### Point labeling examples
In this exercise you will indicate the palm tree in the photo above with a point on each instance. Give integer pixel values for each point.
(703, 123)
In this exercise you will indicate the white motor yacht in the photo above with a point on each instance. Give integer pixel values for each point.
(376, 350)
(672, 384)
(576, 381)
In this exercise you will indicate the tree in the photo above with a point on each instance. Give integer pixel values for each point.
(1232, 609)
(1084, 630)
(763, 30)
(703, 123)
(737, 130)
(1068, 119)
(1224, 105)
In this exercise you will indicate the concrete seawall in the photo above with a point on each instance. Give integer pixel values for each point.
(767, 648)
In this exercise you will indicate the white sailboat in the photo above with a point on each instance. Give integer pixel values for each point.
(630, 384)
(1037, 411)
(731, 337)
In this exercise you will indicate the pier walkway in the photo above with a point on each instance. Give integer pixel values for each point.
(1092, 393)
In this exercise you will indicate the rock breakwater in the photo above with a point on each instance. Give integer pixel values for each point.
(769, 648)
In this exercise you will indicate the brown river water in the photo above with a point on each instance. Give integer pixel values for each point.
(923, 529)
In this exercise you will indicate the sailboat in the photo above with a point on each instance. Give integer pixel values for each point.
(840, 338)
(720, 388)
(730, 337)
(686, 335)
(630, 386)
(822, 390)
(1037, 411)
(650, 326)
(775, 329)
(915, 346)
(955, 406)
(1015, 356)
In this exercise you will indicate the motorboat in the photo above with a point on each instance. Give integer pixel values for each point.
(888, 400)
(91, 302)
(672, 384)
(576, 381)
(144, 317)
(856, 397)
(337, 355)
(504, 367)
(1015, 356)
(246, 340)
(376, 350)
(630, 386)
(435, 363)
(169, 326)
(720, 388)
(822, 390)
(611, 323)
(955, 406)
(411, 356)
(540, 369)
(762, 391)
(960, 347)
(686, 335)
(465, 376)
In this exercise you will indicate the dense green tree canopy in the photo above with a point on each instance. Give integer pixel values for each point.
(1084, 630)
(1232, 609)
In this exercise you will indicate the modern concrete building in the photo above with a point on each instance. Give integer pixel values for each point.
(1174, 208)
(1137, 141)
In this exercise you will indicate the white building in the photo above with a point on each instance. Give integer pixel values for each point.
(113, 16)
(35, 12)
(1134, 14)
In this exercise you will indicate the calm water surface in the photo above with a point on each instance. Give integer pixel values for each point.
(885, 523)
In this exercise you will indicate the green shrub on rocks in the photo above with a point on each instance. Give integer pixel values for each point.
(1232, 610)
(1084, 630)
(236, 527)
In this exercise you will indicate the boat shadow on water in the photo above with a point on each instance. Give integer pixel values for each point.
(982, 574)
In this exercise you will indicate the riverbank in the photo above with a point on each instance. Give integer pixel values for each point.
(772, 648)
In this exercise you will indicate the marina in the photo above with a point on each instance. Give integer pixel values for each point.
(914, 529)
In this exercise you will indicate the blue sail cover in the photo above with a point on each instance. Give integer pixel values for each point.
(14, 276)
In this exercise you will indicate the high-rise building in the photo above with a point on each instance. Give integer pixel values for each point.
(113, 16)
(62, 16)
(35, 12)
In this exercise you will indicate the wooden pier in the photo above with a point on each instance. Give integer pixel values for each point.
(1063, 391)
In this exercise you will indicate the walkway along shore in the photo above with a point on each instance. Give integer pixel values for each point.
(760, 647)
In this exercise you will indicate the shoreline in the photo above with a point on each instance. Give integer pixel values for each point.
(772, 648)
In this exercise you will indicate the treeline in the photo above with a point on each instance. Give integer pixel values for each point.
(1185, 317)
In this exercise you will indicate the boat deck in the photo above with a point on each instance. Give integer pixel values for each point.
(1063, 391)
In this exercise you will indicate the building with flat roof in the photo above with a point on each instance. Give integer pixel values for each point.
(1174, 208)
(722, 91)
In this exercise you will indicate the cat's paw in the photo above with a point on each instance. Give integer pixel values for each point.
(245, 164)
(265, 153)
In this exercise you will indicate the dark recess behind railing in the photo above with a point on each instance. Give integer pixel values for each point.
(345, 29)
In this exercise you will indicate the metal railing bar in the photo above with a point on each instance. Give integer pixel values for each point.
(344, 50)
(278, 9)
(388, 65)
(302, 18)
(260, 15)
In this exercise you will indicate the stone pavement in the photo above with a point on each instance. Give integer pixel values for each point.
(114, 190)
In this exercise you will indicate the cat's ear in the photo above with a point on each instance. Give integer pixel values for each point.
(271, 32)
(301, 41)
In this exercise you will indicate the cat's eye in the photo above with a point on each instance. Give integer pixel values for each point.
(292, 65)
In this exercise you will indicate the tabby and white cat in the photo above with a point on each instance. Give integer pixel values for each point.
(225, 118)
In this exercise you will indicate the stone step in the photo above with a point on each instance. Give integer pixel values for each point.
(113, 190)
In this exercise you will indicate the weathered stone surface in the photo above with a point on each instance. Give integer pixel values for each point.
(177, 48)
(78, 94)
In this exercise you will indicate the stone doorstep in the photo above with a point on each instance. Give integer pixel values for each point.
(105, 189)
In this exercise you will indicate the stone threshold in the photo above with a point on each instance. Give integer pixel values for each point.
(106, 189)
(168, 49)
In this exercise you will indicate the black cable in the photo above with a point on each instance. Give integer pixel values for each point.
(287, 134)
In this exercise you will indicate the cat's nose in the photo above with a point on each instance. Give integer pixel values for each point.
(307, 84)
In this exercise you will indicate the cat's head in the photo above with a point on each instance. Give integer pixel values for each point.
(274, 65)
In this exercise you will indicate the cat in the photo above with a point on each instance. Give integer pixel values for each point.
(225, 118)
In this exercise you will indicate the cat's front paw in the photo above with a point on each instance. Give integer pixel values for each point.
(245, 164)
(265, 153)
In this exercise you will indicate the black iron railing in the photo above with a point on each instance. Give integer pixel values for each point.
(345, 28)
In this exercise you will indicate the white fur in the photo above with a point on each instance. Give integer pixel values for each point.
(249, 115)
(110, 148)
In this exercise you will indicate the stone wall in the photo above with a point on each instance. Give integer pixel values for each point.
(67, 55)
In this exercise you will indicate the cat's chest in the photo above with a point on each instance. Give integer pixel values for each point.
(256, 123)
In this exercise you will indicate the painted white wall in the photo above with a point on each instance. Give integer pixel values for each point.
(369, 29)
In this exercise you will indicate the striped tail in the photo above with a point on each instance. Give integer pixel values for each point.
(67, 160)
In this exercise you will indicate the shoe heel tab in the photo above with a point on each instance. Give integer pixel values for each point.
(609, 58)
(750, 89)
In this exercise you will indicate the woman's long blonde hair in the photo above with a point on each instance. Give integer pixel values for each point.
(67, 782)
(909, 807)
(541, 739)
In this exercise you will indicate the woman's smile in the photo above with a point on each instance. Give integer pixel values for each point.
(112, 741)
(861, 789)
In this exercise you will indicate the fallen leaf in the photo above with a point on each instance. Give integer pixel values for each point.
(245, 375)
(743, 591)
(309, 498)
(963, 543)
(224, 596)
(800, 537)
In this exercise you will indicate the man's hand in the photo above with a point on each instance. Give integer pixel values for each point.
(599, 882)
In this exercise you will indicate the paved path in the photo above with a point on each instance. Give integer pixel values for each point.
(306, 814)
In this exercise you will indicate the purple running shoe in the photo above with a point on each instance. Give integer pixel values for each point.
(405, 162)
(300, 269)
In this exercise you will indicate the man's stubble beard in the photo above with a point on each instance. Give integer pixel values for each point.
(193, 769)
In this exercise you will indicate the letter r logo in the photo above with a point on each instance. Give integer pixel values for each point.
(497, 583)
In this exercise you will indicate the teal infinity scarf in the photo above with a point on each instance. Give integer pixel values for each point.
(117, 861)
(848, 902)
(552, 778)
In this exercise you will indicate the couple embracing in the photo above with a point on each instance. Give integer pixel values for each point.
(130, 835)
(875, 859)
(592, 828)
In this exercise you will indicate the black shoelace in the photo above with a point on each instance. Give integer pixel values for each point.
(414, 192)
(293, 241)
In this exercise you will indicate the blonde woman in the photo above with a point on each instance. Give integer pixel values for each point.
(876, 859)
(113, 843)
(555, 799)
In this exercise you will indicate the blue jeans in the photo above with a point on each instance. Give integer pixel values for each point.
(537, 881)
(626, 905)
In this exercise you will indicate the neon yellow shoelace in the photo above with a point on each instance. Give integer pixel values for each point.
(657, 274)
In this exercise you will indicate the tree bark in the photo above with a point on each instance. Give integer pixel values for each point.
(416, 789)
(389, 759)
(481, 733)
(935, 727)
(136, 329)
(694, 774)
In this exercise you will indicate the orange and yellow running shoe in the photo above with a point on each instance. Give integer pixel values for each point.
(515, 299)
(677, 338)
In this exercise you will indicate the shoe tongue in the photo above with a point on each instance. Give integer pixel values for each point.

### Task directions
Your answer should consist only of the lines from the one with "In this exercise you will indicate the blonde" through the end of the data above, reproduced exactly.

### Result below
In this exercise you will indicate the blonde woman in the photo above with a point on each instance. Give integer pixel values for each point.
(876, 859)
(113, 843)
(555, 799)
In this exercise you will indicate the blue jeans in the photo above with a point on each instance. Give integer pixel values for each point.
(537, 881)
(626, 905)
In this exercise you will indicate the neon yellow shoelace in the photo above with a point on each instance. Give integer pixel values for each point.
(657, 274)
In this exercise you will indicate the tree bark in the photo above with a point on each instance. Give integer pixel values for each point.
(416, 789)
(389, 759)
(481, 733)
(935, 727)
(136, 329)
(694, 774)
In this exercise you will indicate the orange and yellow running shoe in the photo above with a point on each instance. Give integer pixel values for each point.
(515, 299)
(677, 338)
In this exercise you will indicate the shoe tongue in the photo above with a point on each instance. Give integer pixel values for each point.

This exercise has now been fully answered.